- [TASKS]:
(a) From the text on Binham Priory, extract the passage that opens with the words containing "In this particular" and closes with "at its zenith.".
(b) According to the text on Binham Priory, which features of the nave remain intact? List each one.
(c) Proceed with the text on Binham Priory, writing on from its final sentence.

— start of EXTRACT —

Medieval Parish Churches and Monasteries were socially stratified spaces. In a Church, the Chancel was for the priest, choir and, at a push dependent on power and status, nobility, whilst the nave was for everyone else, from merchants to peasants. Similarly within a monastery, the Chancel was for educated choir monks, the Nave for uneducated lay brothers. In Binham Priory, the nave was held equally in the possession of the village and the monastery. Which explains why after the Dissolution, both at Wymondham and Binham, the nave was allowed to continue being used as the Parish Church. 

In this particular instance Binham Priory's past, is not entirely in ruins. The Nave remains intact, with arcades of dog tooth carved nave arches, clerestory and trifolium. A huge wall of carved stone, one of the glories of English architecture. Displays the transition from solid Norman Romanesque at its base, to the loftiness of Early English architectural elevations at its zenith.

In Norwich and Ely, you can see how former Benedictine monasteries, with a less fatal desecration of their physical and spiritual fabric, could transition relatively easily into being a fully fledged Cathedral. In Binham, with less power, money and population, it's transition was smaller in scale, more of an improvised patchwork repair. You get the feeling the nave of Binham Priory survived by the skin of its teeth, into becoming The Priory Church of St Mary and the Holy Cross.

What is left, besides the nave, of the rest of Binham Priory, are low walls, the bare shells of rooms and outlines of cloisters, chapter house, warming rooms, dormitory and refectory spaces. The most substantial remains are the monolithic pillars that once supported the tower, which in their half eaten away form, resemble sculpted ice lollies. Some of Binham's wider monastic ground plan, tantilisingly, is still not excavated. Many of the supportive produce and food processing areas, have yet to be investigated within the monastic boundary.

— end of EXTRACT —
— start of SUPPLIED RECORDS —

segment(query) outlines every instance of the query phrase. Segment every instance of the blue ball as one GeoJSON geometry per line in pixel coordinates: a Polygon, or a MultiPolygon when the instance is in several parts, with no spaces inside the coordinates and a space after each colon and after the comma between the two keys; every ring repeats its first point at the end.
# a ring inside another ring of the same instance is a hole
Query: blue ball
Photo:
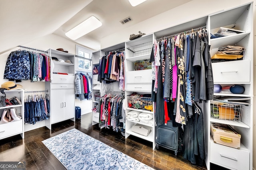
{"type": "Polygon", "coordinates": [[[219,93],[221,91],[222,89],[222,87],[221,86],[220,84],[214,84],[213,88],[213,92],[219,93]]]}
{"type": "Polygon", "coordinates": [[[244,92],[244,88],[242,86],[235,85],[231,86],[229,90],[234,94],[242,94],[244,92]]]}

— end of SUPPLIED RECORDS —

- [THE ANSWERS]:
(a)
In this particular instance Binham Priory's past, is not entirely in ruins. The Nave remains intact, with arcades of dog tooth carved nave arches, clerestory and trifolium. A huge wall of carved stone, one of the glories of English architecture. Displays the transition from solid Norman Romanesque at its base, to the loftiness of Early English architectural elevations at its zenith.

(b) arcades of dog tooth carved nave arches; clerestory; trifolium

(c)
What we see of the Priory Church today represents a herculean effort, over many generations of Binham locals, to salvage and preserve the nave - for a long long time after the Dissolution's representatives had left. The Kings Comissioners completed their required work of clearing out the monks, removing roofs and lead, taking out windows, removing ritual silver ware. What the people of the parish chose to do with the nave thereafter, was niether in their remit, nor their concern. Unless, of course, Henry 8th or Thomas Cromwell were to make it so. 

The locals proceeded to block up the windows and archways, take out the broken limbs of tracery. Insert windows into walls, and quickly bodge together a low replacement roof. Creating a functioning parish church for themselves, initially quite makeshift in appearance. Engravings and paintings from the 18th century, show you Binham Priory, pretty near to what you see now. Though perhaps slightly crumblier around its edges and overgrown with 'picturesque' ivy and buddleia.

Binham Priory, a secondary house of St Albans Abbey, was founded in 1091 by Peter de Valoines. William the Conqueror, as his uncle, gave over the land to him. The Priory received a further royal endowment from Henry 1st in 1104. The De Valoines seem to have remained the patrons and protectors of the Priory right up until the Dissolution in 1539. There was an early charter stipulating that Binham Priory should never contain less than eight choir monks. Presumably because any less would've been considered no longer viable as a religious institution.

The time between 1091 and 1539, is actually a salutary tale of medieval corrupt practices by a sequence of venal Abbots. The sort that forged documents, so they could not be removed from office, whilst their monks subsisted on bran and water drawn from drain pipes. They sold off the Priory silver, wasted money on endless litigation. Plus, the usual scandalous behaviour that often provided the subject matter to fill the borders of medieval illuminated manuscripts. The clerics that Chaucer so rudely parodied. 

Richard de Parco 1227-1244, is the only Abbot who appears to have been honourable and diligent in his role as spiritual leader to the Priory. However, persistent financial impropriety over centuries had, in the longer term. a huge consequence in diminishing patronage and monks. So by 1539 there were six monks left and an annual income that had declined to £140.

Inside Binham Priory there are a couple of significant objects to notice. These convey, both a sense of its communal continuity and necessary adaption to changed religious emphases.

There is a fine example of a Perpendicular style 15th century font. Portraying the Seven Sacrements, plus the Baptism of Christ, around its eight panels. That this survives in its original location, demonstrates how much the nave was both at the centre, and at the service, of the local population, well before the monasteries Dissolution.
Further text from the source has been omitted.